**INSTRUCTIONS FOR THE TASK:**
Render the items below as a numbered list, one line per entry, omitting any blank lines.
# start of INPUT FOR THIS TASK
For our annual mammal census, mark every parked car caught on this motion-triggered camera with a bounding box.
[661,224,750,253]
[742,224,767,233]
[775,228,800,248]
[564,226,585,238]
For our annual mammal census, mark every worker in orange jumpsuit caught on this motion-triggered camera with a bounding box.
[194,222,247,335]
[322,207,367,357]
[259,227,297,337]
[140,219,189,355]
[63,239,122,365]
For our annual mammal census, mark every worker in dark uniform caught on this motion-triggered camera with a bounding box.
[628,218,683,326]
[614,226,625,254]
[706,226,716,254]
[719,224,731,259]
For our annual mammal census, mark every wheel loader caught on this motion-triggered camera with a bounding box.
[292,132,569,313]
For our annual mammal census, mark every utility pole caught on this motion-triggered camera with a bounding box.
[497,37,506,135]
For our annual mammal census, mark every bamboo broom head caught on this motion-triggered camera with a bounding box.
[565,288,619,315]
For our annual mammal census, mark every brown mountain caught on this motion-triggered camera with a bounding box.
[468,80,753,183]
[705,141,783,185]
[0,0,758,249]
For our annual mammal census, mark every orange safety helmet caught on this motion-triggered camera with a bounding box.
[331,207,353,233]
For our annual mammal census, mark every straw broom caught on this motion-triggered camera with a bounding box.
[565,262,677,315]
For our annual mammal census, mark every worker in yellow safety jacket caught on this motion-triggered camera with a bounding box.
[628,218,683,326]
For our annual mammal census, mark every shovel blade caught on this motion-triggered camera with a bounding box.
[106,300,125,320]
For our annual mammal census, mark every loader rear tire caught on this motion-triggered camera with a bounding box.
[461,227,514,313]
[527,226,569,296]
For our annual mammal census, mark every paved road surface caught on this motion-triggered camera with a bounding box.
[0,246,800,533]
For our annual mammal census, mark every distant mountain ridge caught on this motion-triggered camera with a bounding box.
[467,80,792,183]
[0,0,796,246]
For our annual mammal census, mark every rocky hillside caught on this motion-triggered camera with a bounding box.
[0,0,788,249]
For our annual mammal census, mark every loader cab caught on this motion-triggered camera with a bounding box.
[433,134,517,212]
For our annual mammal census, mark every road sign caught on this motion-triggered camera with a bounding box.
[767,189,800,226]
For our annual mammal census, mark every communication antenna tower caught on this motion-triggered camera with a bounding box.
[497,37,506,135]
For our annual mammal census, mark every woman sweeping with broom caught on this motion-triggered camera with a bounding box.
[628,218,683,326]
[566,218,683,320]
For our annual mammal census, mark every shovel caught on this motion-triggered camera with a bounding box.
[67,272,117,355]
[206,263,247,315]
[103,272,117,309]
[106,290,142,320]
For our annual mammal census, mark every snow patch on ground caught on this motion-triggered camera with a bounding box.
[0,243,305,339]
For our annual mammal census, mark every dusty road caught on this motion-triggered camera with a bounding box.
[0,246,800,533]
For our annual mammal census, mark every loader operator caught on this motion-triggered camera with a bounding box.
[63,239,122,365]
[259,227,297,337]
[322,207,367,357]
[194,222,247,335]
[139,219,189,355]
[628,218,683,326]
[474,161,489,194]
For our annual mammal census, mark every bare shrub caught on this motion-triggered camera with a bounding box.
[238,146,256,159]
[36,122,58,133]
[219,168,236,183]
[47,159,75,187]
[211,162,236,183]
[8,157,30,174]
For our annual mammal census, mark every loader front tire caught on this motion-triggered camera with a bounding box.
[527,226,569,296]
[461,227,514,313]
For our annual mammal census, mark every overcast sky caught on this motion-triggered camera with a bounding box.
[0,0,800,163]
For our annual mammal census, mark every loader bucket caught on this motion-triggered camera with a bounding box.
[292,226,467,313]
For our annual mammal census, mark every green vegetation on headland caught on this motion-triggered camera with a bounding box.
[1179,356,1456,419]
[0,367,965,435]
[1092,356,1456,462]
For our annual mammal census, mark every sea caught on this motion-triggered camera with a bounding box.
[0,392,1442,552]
# end of INPUT FOR THIS TASK
**CORRECT OUTPUT:**
1. For our annual mammal census, mark every parked car caught on this motion-triggered camera with a bounding box.
2. [661,224,750,253]
3. [742,224,767,233]
4. [775,228,800,248]
5. [564,226,585,238]
6. For our annual mammal census, mark every worker in orange jumpsuit caught on this motion-triggered camera with a bounding box.
7. [194,222,247,335]
8. [322,207,367,357]
9. [259,227,297,337]
10. [140,219,189,355]
11. [63,239,122,365]
12. For our annual mammal census, mark every worker in dark uniform caught on this motion-triggered camera with a bounding box.
13. [628,218,683,326]
14. [614,226,625,254]
15. [706,226,716,254]
16. [719,224,731,259]
17. For our annual mammal census, mark every wheel loader caught on this motion-triggered camera with a bounding box.
18. [292,132,569,313]
19. For our annual mammal census, mark every utility pole caught on this motion-triggered camera with a bounding box.
20. [497,37,506,135]
21. For our annual mammal census, mark every bamboo broom head caught on this motion-triggered camera with a bounding box.
22. [565,288,619,315]
23. For our annual mammal census, mark every brown mountain caught on this motion-triggered camera with a bounding box.
24. [468,80,753,183]
25. [705,141,783,185]
26. [0,0,758,249]
27. For our annual mammal census, mark every orange safety helmet caught on this motion-triggered camera with a bounding box.
28. [331,207,353,233]
29. For our annual mammal census, mark every straw broom caught on this motion-triggered camera with a bounding box.
30. [565,262,677,315]
31. For our annual mammal census, mark every worker in yellow safety jacket caught on this motion-triggered camera with a bounding box.
32. [628,218,683,326]
33. For our annual mammal census, mark every shovel blade caught on this motion-triggered camera with a bounding box.
34. [106,300,125,320]
35. For our annual mammal census, mark every loader rear tire caught on this motion-triggered camera with a bounding box.
36. [461,227,514,313]
37. [527,226,569,296]
38. For our annual mammal census, mark every paved road surface caught on this motion-triggered camera with a bounding box.
39. [0,246,800,533]
40. For our annual mammal census, mark every distant mountain ridge caught on this motion-triggered camera with a bounding box.
41. [467,80,792,183]
42. [0,0,796,246]
43. For our annual mammal census, mark every rocky hillside caught on this motion-triggered camera with a bounding box.
44. [0,0,788,249]
45. For our annual mammal census, mark every loader cab caught on this motion-triggered camera with a bounding box.
46. [433,134,517,212]
47. For our annual mammal census, mark every road sign caught on this motion-triggered camera with a bounding box.
48. [767,189,800,226]
49. For our annual mammal census, mark every communication antenna tower caught on this motion-triggered camera with a bounding box.
50. [497,37,506,135]
51. For our annual mammal census, mark every woman sweeping with broom caught on this motion-triggered camera with a bounding box.
52. [628,218,683,326]
53. [566,218,683,320]
54. For our annual mammal census, mark every shovel caught on this motion-triggered camera with a bounding box.
55. [67,272,117,355]
56. [206,263,247,315]
57. [103,272,117,309]
58. [106,290,142,320]
59. For our annual mammal census, mark every snow patch on ground caught on this motion-triggered camera with a bounding box.
60. [0,243,305,339]
61. For our annual mammal census, mark every dusty road caught on this motion-triggered camera with a bounding box.
62. [0,246,800,533]
63. For our annual mammal census, mark every loader operator caught on this motion-triggered camera with a bounding box.
64. [63,239,122,365]
65. [259,227,297,337]
66. [322,207,367,357]
67. [194,222,247,335]
68. [139,219,189,355]
69. [628,218,683,326]
70. [474,161,489,194]
71. For our annual mammal census, mark every bare shrub caught on this motion-triggered camera with a bounding box.
72. [238,146,256,159]
73. [36,122,58,133]
74. [219,168,236,183]
75. [47,159,75,187]
76. [211,162,236,183]
77. [8,157,30,174]
78. For our annual mammal census, mark every loader front tire caught on this motion-triggered camera with a bounding box.
79. [527,226,569,296]
80. [461,227,514,313]
81. For our annual mammal census, mark every overcast sky caught on this motion-triggered camera with a bounding box.
82. [0,0,800,163]
83. For our annual mammal census, mark every loader bucket caught on this motion-triggered camera with a bounding box.
84. [292,226,467,313]
85. For our annual mammal census, mark every green vegetation on headland caught on this motion-triggered camera with a bounding box.
86. [1179,356,1456,419]
87. [0,367,965,435]
88. [1092,356,1456,462]
89. For our annual mammal census, mark every sea caught on this motion-triggered camera with a bounding box.
90. [0,392,1442,552]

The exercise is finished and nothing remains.